### Material shown
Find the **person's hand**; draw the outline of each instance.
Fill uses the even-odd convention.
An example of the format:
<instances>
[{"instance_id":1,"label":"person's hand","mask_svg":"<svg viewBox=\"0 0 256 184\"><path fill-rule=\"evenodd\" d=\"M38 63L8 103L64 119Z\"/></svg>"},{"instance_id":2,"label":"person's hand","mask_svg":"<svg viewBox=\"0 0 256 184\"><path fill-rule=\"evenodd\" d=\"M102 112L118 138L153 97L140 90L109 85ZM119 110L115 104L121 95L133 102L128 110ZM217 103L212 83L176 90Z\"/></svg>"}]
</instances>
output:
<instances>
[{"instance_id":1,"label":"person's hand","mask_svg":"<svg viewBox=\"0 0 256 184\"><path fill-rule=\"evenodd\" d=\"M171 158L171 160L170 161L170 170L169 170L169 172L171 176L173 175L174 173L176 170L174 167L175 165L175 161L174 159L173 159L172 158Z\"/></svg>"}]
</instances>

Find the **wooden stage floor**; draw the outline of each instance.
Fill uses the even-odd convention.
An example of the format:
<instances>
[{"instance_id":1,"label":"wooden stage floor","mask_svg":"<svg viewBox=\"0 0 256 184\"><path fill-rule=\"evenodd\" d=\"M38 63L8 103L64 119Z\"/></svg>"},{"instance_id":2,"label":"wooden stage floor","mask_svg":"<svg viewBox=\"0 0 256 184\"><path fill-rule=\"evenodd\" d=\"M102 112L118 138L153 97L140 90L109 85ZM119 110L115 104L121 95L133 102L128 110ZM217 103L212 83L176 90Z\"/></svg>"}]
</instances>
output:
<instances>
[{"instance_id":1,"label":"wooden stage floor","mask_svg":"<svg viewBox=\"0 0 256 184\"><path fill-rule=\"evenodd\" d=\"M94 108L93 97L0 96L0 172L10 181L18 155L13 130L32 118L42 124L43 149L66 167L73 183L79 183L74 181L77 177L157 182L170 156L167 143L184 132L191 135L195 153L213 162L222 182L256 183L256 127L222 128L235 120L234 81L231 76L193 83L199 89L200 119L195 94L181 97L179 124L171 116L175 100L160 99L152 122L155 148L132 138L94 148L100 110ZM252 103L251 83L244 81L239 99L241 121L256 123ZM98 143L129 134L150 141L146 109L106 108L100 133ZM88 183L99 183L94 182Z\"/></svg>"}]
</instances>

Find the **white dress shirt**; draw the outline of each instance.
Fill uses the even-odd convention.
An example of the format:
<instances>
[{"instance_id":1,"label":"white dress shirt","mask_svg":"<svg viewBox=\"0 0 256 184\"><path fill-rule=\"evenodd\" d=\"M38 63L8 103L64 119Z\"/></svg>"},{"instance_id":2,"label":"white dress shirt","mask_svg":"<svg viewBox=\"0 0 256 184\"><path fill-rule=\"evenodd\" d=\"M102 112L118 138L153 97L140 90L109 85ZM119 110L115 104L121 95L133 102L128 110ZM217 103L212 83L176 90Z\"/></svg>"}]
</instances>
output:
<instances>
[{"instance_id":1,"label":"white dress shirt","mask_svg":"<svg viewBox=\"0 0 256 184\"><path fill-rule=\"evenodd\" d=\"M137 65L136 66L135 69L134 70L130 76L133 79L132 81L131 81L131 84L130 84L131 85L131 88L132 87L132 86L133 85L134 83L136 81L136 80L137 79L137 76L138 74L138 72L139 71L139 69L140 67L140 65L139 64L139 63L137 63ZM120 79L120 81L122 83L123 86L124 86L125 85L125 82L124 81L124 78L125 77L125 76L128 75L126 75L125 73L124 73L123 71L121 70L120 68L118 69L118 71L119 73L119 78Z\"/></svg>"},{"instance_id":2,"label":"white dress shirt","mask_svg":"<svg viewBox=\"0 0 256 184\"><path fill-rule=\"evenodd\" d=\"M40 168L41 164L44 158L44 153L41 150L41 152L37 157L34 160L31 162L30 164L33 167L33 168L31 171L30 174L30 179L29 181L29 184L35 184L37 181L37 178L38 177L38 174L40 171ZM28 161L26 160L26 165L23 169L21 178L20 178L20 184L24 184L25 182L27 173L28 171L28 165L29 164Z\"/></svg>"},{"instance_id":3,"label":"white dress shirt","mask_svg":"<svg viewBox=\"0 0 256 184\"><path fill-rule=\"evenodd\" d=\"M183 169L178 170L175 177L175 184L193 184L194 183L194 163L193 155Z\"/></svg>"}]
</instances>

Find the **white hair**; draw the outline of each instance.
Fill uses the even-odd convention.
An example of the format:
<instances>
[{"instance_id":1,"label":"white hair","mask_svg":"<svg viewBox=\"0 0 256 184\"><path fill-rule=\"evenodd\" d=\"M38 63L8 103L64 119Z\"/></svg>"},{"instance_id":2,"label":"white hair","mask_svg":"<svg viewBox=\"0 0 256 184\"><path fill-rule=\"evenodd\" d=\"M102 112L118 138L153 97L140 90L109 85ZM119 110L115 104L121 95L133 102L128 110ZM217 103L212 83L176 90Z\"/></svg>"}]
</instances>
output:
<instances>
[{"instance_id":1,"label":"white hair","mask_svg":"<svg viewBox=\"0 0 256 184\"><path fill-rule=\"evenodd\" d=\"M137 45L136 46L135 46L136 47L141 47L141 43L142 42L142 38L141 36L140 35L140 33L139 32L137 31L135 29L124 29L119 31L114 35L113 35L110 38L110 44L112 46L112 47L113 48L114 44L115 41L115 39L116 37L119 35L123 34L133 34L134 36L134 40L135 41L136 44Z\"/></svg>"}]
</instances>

### What the exercise asks
The records above should all be quoted exactly, please.

### Answer below
Find the **person's hand**; draw the outline of each instance.
Fill uses the even-odd convention.
An example of the format:
<instances>
[{"instance_id":1,"label":"person's hand","mask_svg":"<svg viewBox=\"0 0 256 184\"><path fill-rule=\"evenodd\" d=\"M38 63L8 103L64 119Z\"/></svg>"},{"instance_id":2,"label":"person's hand","mask_svg":"<svg viewBox=\"0 0 256 184\"><path fill-rule=\"evenodd\" d=\"M102 112L118 138L153 97L140 90L109 85ZM119 110L115 104L121 95L133 102L128 110ZM217 103L212 83L176 90Z\"/></svg>"}]
</instances>
output:
<instances>
[{"instance_id":1,"label":"person's hand","mask_svg":"<svg viewBox=\"0 0 256 184\"><path fill-rule=\"evenodd\" d=\"M171 158L171 160L170 161L170 170L169 170L169 172L171 176L173 175L174 173L176 170L174 167L175 165L175 161L174 159L173 159L172 158Z\"/></svg>"}]
</instances>

Find the **wooden stage floor**; draw the outline of each instance.
Fill uses the even-odd convention.
An example of the format:
<instances>
[{"instance_id":1,"label":"wooden stage floor","mask_svg":"<svg viewBox=\"0 0 256 184\"><path fill-rule=\"evenodd\" d=\"M38 63L8 103L64 119Z\"/></svg>"},{"instance_id":2,"label":"wooden stage floor","mask_svg":"<svg viewBox=\"0 0 256 184\"><path fill-rule=\"evenodd\" d=\"M102 112L118 138L153 97L140 90L109 85ZM119 110L115 104L121 95L133 102L128 110ZM217 103L212 83L176 90Z\"/></svg>"}]
</instances>
output:
<instances>
[{"instance_id":1,"label":"wooden stage floor","mask_svg":"<svg viewBox=\"0 0 256 184\"><path fill-rule=\"evenodd\" d=\"M94 108L93 97L0 96L0 172L10 181L18 155L13 130L32 118L42 124L43 149L66 167L73 183L79 183L74 181L77 177L157 182L170 156L167 143L184 132L191 135L195 153L213 162L222 182L256 183L256 127L222 128L235 120L234 81L231 76L193 83L199 89L200 119L195 94L181 97L179 124L171 116L175 100L160 99L152 122L155 148L132 138L94 148L100 110ZM252 103L251 83L244 81L239 99L241 121L256 123ZM98 143L129 134L150 141L146 109L106 108L100 133ZM88 183L99 183L94 182Z\"/></svg>"}]
</instances>

Find the **white dress shirt**; draw the outline of each instance.
Fill uses the even-odd convention.
An example of the format:
<instances>
[{"instance_id":1,"label":"white dress shirt","mask_svg":"<svg viewBox=\"0 0 256 184\"><path fill-rule=\"evenodd\" d=\"M38 63L8 103L64 119Z\"/></svg>"},{"instance_id":2,"label":"white dress shirt","mask_svg":"<svg viewBox=\"0 0 256 184\"><path fill-rule=\"evenodd\" d=\"M102 112L118 138L153 97L140 90L109 85ZM119 110L115 104L121 95L133 102L128 110ZM217 103L212 83L176 90Z\"/></svg>"}]
</instances>
output:
<instances>
[{"instance_id":1,"label":"white dress shirt","mask_svg":"<svg viewBox=\"0 0 256 184\"><path fill-rule=\"evenodd\" d=\"M137 65L136 66L135 69L134 70L130 76L133 79L132 81L131 81L131 84L130 84L131 85L131 88L132 87L132 86L133 85L134 83L136 81L136 80L137 79L137 76L138 74L138 72L139 71L139 69L140 67L140 65L139 64L139 63L137 63ZM120 79L120 81L122 83L123 86L124 86L125 85L125 82L124 81L124 78L125 77L125 76L128 75L126 75L125 73L124 73L123 71L121 70L120 68L118 69L118 71L119 73L119 78Z\"/></svg>"},{"instance_id":2,"label":"white dress shirt","mask_svg":"<svg viewBox=\"0 0 256 184\"><path fill-rule=\"evenodd\" d=\"M40 168L41 164L44 158L44 153L41 150L41 152L37 157L34 160L31 162L30 164L33 167L33 168L31 171L30 174L30 179L29 181L29 184L35 184L37 181L37 178L38 177L38 174L40 171ZM28 161L26 160L26 165L23 169L21 178L20 178L20 184L24 184L25 182L27 173L28 171L28 165L29 164Z\"/></svg>"},{"instance_id":3,"label":"white dress shirt","mask_svg":"<svg viewBox=\"0 0 256 184\"><path fill-rule=\"evenodd\" d=\"M183 169L178 170L175 177L175 184L193 184L194 183L194 163L193 155Z\"/></svg>"}]
</instances>

Find the **white hair**; draw the outline of each instance.
Fill uses the even-odd convention.
An example of the format:
<instances>
[{"instance_id":1,"label":"white hair","mask_svg":"<svg viewBox=\"0 0 256 184\"><path fill-rule=\"evenodd\" d=\"M38 63L8 103L64 119Z\"/></svg>"},{"instance_id":2,"label":"white hair","mask_svg":"<svg viewBox=\"0 0 256 184\"><path fill-rule=\"evenodd\" d=\"M102 112L118 138L153 97L140 90L109 85ZM119 110L115 104L121 95L133 102L128 110ZM217 103L212 83L176 90Z\"/></svg>"}]
</instances>
output:
<instances>
[{"instance_id":1,"label":"white hair","mask_svg":"<svg viewBox=\"0 0 256 184\"><path fill-rule=\"evenodd\" d=\"M137 45L136 46L135 46L136 47L141 47L141 43L142 42L142 38L141 36L140 35L140 33L139 32L137 31L135 29L124 29L119 31L114 35L113 35L110 38L110 44L112 46L112 47L113 48L114 44L115 41L115 39L116 37L119 35L123 34L133 34L134 36L134 40L135 41L136 44Z\"/></svg>"}]
</instances>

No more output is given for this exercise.